▸ **Directive**
Gather every line of the listing below that contains the string "pixel". Case counts.

══ Data provided ══

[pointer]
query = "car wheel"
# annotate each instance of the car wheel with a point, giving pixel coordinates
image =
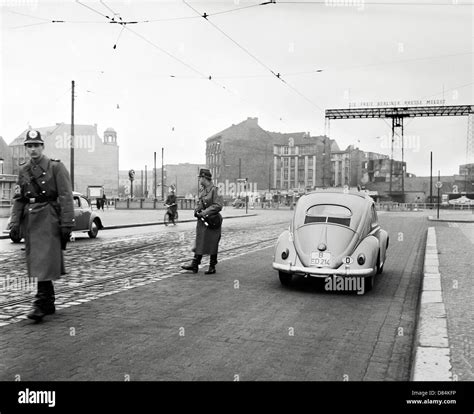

═══
══ Data provided ══

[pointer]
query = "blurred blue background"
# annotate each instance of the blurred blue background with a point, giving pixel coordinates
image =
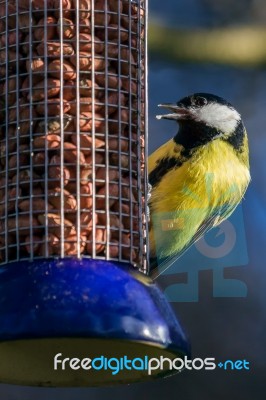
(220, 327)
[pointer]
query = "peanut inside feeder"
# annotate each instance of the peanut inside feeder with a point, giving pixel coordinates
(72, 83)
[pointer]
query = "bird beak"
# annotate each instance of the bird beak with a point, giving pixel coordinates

═══

▸ **Result for this task**
# annotate each instance of the car wheel with a point, giving pixel coordinates
# annotate each instance of the blurred blue background with a point, giving pixel coordinates
# annotate each instance of the peanut inside feeder with a point, giving pixel coordinates
# annotate each instance of the bird beak with a point, giving pixel coordinates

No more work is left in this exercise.